::: RECORDS :::
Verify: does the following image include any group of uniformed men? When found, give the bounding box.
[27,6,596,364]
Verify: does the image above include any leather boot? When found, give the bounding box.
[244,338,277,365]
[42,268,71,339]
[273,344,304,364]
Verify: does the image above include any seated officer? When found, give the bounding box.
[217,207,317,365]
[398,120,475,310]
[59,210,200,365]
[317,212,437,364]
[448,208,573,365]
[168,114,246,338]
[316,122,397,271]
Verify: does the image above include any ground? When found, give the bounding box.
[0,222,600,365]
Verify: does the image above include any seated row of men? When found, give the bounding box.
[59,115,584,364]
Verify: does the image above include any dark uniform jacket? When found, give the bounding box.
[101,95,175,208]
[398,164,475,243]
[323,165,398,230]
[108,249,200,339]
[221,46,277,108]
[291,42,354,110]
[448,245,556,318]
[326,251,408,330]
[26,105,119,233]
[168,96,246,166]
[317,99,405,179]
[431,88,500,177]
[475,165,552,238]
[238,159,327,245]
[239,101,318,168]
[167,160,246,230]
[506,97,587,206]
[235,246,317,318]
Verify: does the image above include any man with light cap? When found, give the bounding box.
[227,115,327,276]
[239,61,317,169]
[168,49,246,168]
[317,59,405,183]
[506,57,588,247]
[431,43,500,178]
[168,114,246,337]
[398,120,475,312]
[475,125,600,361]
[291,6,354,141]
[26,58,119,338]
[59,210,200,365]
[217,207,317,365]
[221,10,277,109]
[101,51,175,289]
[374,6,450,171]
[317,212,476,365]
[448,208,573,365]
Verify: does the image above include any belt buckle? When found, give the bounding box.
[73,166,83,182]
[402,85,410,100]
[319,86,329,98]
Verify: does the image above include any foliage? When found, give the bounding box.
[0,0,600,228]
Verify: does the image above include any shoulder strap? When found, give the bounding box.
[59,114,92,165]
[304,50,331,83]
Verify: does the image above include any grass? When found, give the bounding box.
:::
WORK TO DO:
Copy out all of the material above word for word, leaving every line unchanged.

EXERCISE ANSWER:
Verify: does the following image include any group of uniformed men? When found, give the bounding box.
[27,6,596,364]
Verify: does the image above include any leather boot? When found, give the bounding box.
[244,338,277,365]
[42,268,71,339]
[273,344,304,364]
Verify: does the image above include any seated officer? When found, give the bounding box.
[217,207,317,365]
[398,120,475,310]
[59,210,200,365]
[317,212,437,364]
[448,208,573,365]
[168,114,246,338]
[316,122,397,271]
Verify: does the image above include any ground? When found, give the bounding box.
[0,222,600,365]
Verify: does the image above include any seated row of men? When found, give the bounding box.
[59,115,584,364]
Verify: does the image above include any dark uniform jacket? When found, give the bounding box.
[101,95,175,208]
[398,164,475,243]
[323,165,398,230]
[108,249,200,339]
[221,46,277,108]
[291,42,354,110]
[448,245,556,318]
[326,251,408,330]
[26,105,119,233]
[168,96,246,166]
[317,99,405,179]
[431,88,500,177]
[475,165,552,238]
[238,159,327,245]
[239,101,318,168]
[167,160,246,230]
[506,97,587,206]
[235,246,317,318]
Verify: does the image above include any man with light cap? When found, give the bounding box.
[227,115,327,276]
[239,61,317,169]
[168,49,246,168]
[317,59,405,183]
[506,57,588,247]
[431,43,500,178]
[168,114,246,337]
[398,120,475,312]
[475,125,600,361]
[291,6,354,141]
[26,58,119,338]
[59,210,200,365]
[217,207,317,365]
[221,10,277,109]
[101,51,175,289]
[374,6,450,171]
[317,212,476,365]
[448,208,573,365]
Verify: does the image above include any belt buckle? When found, give the bounding box.
[73,166,83,182]
[402,85,410,100]
[319,86,329,98]
Verify: does the image above include any foliage? When found, give the bounding box.
[0,0,600,228]
Verify: does the image above include any shoulder strap? When found, give the bounding box.
[59,114,92,165]
[304,50,331,83]
Verify: does the image above include any grass? When found, give the bounding box.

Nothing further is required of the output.